===== PROVIDED RECORDS =====

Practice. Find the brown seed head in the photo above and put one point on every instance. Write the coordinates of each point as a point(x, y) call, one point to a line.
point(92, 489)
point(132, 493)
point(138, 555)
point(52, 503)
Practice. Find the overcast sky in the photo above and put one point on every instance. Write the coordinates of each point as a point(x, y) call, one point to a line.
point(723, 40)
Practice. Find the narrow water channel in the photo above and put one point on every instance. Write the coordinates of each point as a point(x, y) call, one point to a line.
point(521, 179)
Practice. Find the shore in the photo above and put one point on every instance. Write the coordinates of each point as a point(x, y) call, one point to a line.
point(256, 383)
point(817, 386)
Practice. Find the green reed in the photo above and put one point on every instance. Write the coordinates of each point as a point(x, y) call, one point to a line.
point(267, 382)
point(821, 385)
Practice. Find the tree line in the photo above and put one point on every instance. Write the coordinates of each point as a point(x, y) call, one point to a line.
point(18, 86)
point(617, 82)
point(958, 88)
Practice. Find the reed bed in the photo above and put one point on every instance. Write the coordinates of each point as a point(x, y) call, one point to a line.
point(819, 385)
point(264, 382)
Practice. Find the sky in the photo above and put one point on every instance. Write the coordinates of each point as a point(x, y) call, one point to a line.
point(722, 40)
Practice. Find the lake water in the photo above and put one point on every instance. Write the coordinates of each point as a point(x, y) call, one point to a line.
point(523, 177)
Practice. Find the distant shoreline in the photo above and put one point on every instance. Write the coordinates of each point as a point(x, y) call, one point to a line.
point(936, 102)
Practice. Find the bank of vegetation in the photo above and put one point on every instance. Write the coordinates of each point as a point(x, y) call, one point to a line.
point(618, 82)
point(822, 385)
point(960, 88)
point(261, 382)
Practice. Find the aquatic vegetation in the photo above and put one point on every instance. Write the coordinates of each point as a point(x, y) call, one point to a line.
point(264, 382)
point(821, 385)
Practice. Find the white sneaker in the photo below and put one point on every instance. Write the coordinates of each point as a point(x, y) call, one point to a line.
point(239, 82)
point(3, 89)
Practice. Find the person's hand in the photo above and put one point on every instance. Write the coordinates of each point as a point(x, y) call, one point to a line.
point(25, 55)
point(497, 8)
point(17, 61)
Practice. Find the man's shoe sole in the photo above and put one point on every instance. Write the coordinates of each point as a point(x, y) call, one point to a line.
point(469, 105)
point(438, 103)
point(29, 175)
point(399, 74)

=====

◆ **WRITTEN REQUEST**
Format every line above as a Markdown table with the columns Row and Line, numbering each row and leaving out blank lines.

◆ **SOLUTION FOR THIS PROBLEM**
| Row | Line |
|---|---|
| 1 | Practice. Find the brown seed head in the photo above and put one point on every instance. Write the coordinates of each point as a point(x, y) call, one point to a line. |
| 2 | point(92, 489) |
| 3 | point(132, 493) |
| 4 | point(138, 555) |
| 5 | point(52, 503) |
| 6 | Practice. Find the overcast sky in the photo above and put one point on every instance. Write the coordinates of each point as a point(x, y) call, one point to a line. |
| 7 | point(723, 40) |
| 8 | Practice. Find the narrow water channel in the photo above and put one point on every instance. Write the coordinates of each point as a point(x, y) call, one point to a line. |
| 9 | point(521, 179) |
| 10 | Practice. Find the shore in the photo above and put one point on every instance. Write the coordinates of each point as a point(x, y) call, one point to a line. |
| 11 | point(256, 383) |
| 12 | point(817, 386) |
| 13 | Practice. Find the green reed in the photo above and put one point on every instance. Write the coordinates of each point as a point(x, y) call, one point to a line. |
| 14 | point(267, 382) |
| 15 | point(821, 385) |
| 16 | Practice. Find the tree line in the photo above and put one point on every instance. Write the coordinates of each point as a point(x, y) call, one point to a line. |
| 17 | point(18, 86) |
| 18 | point(617, 82) |
| 19 | point(958, 88) |
| 20 | Practice. Find the reed bed in the photo above and put one point on every instance. Write the coordinates of each point as a point(x, y) call, one point to a line. |
| 21 | point(819, 385) |
| 22 | point(264, 382) |
| 23 | Practice. Find the sky in the photo above and put one point on every instance. Write the coordinates of each point as a point(x, y) call, one point to a line. |
| 24 | point(722, 40) |
| 25 | Practice. Find the lake water in the photo above and put one point on every instance. Write the coordinates of each point as a point(x, y) call, one point to a line. |
| 26 | point(523, 177) |
| 27 | Practice. Find the distant shoreline in the photo above and put one point on every instance. Write the coordinates of each point as a point(x, y) call, one point to a line. |
| 28 | point(936, 102) |
| 29 | Practice. Find the bank of vegetation in the photo above and put one point on every instance. Write the coordinates of each point as a point(x, y) call, one point to a line. |
| 30 | point(618, 82) |
| 31 | point(822, 385) |
| 32 | point(960, 88) |
| 33 | point(261, 382) |
| 34 | Practice. Find the aquatic vegetation in the photo above and put one point on every instance. Write the coordinates of each point as a point(x, y) call, one point to a line. |
| 35 | point(264, 382) |
| 36 | point(821, 385) |
| 37 | Practice. Find the white sneaker in the photo below and put one point on every instance. Write the coordinates of each point as a point(x, y) call, one point to a line. |
| 38 | point(239, 82) |
| 39 | point(3, 89) |
| 40 | Practice. Find the person's hand in the photo above and put one point on every instance. Write the coordinates of each point as a point(x, y) call, one point to a line. |
| 41 | point(25, 55) |
| 42 | point(497, 8) |
| 43 | point(17, 61) |
| 44 | Practice. Find the man's shoe sole in the photo above and put one point on every instance. Write the coordinates of each point as a point(x, y) call, one point to a line. |
| 45 | point(469, 105) |
| 46 | point(438, 103) |
| 47 | point(29, 175) |
| 48 | point(399, 74) |